* [Consigne]: Recopiez fidèlement le passage de la présentation du roman « Le Volcan » qui commence par « Autour d'eux gravite » et se poursuit jusqu'à « et bien d'autres. » inclus.

* [Extrait source]:
Der Vulkan Traduction : Jean Ruffet

ISBN : 2855651964 ''Extraits'' Personnages

Moins maîtrisé - en tous cas à notre sens - que "Méphisto", "Le Volcan", sous-titré : "Un Roman de l'Emigration Allemande (1933 - 1939), n'en occupe pas moins une place importante dans l'oeuvre de Klaus Mann en ce sens qu'il dépeint sur le vif les comportements, à vrai dire très divers, qu'engendra en Allemagne l'arrivée au pouvoir des nationaux-socialistes.

L'action se situe pourtant presque entièrement hors d'Allemagne, essentiellement à Paris et, dans la dernière partie, aux Etats-Unis. Dans la capitale française - qu'il semble avoir beaucoup aimée - Mann recrée tout un groupe d'exilés, de ceux qui quittèrent l'Allemagne soit dès 1933, soit un peu avant, soit un peu après. Les deux figures marquantes en sont Marion von Kammer, jeune comédienne en qui on peut sans doute retrouver quelques traits d'Erika, la soeur de Klaus, et Martin Korella, ex-comédien homosexuel que ses tendances autodestructrices conduiront à sombrer dans l'héroïne. Ce mal de vivre, qui est comme la ligne directrice du personnage, fait penser de son côté au destin personnel de l'auteur, lequel se suicida en 1949.

Autour d'eux gravite une foule de personnages : Kikjou, jeune mystique partagé entre l'homosexualité et la foi, la mère Schwalbe, dont le restaurant qu'elle a rouvert à Paris est devenu l'un des points de ralliement des émigrants allemands, Dora Proskauer, jeune femme qui fait des pieds et des mains pour faire sortir d'Allemagne nombre de Juifs et de personnes suspectées par le gouvernement nazi, Marcel Poiret, écrivain français et amant épisodique de Marion, qui finira par mourir en Espagne, en combattant aux côtés des Républicains, et bien d'autres.

De temps à autre, en Suisse, nous retrouvons la mère et la soeur de Marion, Tilly von Kammer. Elles ont dû fuir leur pays parce que Marie-Louise, la mère, avait épousé un Juif et que, ce faisant, ses filles n'étaient plus en sécurité dans le Reich. Le destin de Tilly n'en sera pas moins tragique : elle se suicidera après un avortement raté. Quelques scènes en Hollande nous font apercevoir celui qui deviendra le grand amour de Marion, le professeur Abel, universitaire juif évidemment chassé d'Allemagne en raison de ses origines ethniques.

La majeure partie de ces personnages sont ou franchement communistes, ou fortement orientés à gauche. Ces choix politiques, que l'on peut comprendre en se remettant dans la perspective de l'époque - et bien que Mann ne fasse pas allusion au pacte germano-soviétique ou encore aux querelles terribles qui, à l'intérieur du parti républicain espagnol, permirent à Franco de prendre le pas sur ses ennemis - sont malheureusement très mal gérés par l'auteur.

* [Données présentées]:
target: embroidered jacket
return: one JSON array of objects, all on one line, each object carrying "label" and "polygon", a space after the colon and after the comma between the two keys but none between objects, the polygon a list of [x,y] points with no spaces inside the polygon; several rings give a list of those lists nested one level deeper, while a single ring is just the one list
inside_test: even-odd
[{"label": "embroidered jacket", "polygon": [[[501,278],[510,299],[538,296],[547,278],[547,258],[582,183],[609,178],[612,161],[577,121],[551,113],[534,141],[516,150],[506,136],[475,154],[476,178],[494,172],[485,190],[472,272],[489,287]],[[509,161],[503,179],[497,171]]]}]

* [Résultat attendu]:
Autour d'eux gravite une foule de personnages : Kikjou, jeune mystique partagé entre l'homosexualité et la foi, la mère Schwalbe, dont le restaurant qu'elle a rouvert à Paris est devenu l'un des points de ralliement des émigrants allemands, Dora Proskauer, jeune femme qui fait des pieds et des mains pour faire sortir d'Allemagne nombre de Juifs et de personnes suspectées par le gouvernement nazi, Marcel Poiret, écrivain français et amant épisodique de Marion, qui finira par mourir en Espagne, en combattant aux côtés des Républicains, et bien d'autres.